[Point annotation dataset records]

--

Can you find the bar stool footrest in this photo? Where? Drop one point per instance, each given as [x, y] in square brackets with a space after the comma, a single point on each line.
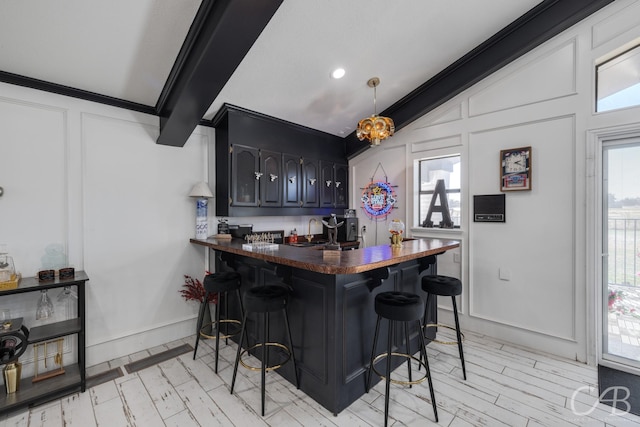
[406, 356]
[205, 335]
[440, 325]
[267, 368]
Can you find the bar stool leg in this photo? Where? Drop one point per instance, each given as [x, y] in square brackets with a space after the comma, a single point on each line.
[199, 323]
[458, 336]
[264, 354]
[408, 346]
[235, 367]
[423, 353]
[388, 375]
[293, 357]
[218, 331]
[373, 352]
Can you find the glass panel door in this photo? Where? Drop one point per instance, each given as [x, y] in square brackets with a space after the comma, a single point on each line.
[621, 246]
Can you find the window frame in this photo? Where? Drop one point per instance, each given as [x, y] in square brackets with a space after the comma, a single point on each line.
[419, 216]
[609, 62]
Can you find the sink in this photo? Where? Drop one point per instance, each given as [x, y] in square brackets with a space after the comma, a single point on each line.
[307, 244]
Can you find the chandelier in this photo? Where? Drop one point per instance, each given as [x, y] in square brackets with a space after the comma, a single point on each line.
[374, 128]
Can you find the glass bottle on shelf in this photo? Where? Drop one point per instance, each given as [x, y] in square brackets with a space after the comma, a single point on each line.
[44, 309]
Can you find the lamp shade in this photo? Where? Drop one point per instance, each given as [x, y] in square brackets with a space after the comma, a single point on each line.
[201, 190]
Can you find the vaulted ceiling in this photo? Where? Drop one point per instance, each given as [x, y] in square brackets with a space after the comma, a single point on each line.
[183, 59]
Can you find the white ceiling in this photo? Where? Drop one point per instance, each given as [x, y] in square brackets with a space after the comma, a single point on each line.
[125, 49]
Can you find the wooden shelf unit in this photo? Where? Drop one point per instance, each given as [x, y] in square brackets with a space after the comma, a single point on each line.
[74, 378]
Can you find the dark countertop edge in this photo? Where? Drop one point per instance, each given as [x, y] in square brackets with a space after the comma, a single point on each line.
[344, 262]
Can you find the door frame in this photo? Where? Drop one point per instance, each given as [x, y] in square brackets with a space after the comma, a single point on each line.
[594, 238]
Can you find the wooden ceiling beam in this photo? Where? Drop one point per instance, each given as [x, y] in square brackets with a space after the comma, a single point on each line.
[546, 20]
[220, 37]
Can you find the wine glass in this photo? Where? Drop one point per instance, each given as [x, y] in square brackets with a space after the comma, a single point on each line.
[67, 293]
[44, 309]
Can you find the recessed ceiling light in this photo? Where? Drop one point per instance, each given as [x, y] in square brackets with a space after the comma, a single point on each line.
[338, 73]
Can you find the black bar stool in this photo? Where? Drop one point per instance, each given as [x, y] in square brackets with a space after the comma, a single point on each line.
[400, 307]
[444, 286]
[265, 300]
[219, 284]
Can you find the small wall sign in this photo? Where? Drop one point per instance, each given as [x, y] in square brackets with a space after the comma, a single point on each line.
[378, 199]
[515, 169]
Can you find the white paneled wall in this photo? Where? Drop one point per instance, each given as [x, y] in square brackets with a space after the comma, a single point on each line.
[92, 178]
[544, 100]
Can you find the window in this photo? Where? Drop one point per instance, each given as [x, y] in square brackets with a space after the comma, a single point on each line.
[431, 171]
[618, 81]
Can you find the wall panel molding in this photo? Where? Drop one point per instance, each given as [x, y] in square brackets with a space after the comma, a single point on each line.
[548, 76]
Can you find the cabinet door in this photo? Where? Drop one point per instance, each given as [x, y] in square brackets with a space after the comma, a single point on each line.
[291, 182]
[341, 181]
[270, 181]
[310, 183]
[245, 175]
[327, 185]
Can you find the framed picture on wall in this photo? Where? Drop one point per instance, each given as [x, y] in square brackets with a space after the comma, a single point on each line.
[515, 169]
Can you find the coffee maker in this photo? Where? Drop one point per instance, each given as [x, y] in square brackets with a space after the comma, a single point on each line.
[348, 232]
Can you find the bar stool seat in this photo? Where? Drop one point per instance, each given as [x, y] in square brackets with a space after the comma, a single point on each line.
[219, 284]
[435, 285]
[399, 307]
[265, 299]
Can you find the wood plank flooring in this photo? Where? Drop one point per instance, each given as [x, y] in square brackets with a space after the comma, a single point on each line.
[506, 386]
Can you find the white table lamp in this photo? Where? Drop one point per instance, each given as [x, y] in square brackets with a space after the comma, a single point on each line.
[201, 192]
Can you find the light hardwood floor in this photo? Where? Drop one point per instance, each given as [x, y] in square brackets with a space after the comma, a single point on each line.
[506, 386]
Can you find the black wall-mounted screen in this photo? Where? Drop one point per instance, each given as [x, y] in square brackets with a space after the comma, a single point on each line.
[488, 208]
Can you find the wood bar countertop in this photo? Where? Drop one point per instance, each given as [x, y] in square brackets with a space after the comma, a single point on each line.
[313, 258]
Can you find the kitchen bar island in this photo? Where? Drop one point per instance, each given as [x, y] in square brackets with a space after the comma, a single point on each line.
[331, 307]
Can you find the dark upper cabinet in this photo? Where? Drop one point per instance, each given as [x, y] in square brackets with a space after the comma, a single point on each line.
[271, 179]
[310, 183]
[256, 172]
[341, 182]
[327, 185]
[333, 185]
[245, 173]
[291, 181]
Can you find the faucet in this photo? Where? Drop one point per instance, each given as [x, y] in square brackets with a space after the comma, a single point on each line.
[309, 235]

--

Direction: Reproduce verbatim each line of the data from the one containing "Can you find the kitchen" through the final line of the data, both ends included.

Solved problem:
Can you find the kitchen bar island in this photo? Where? Drop one point per instance, each given as [x, y] in square brackets with a space after the comma, a single point on each line.
[331, 307]
Can you find the dark upper cabinet in this photo? Where? Drop one point per instance, each given as [x, y] in square brackets with a space after the comma, a single point on each line.
[271, 179]
[310, 183]
[256, 172]
[341, 182]
[327, 185]
[333, 185]
[245, 173]
[291, 181]
Can you find the faucet in this photo? Where? Drop one point per instance, each given as [x, y] in square brackets with a space after the comma, a single point on each line.
[309, 235]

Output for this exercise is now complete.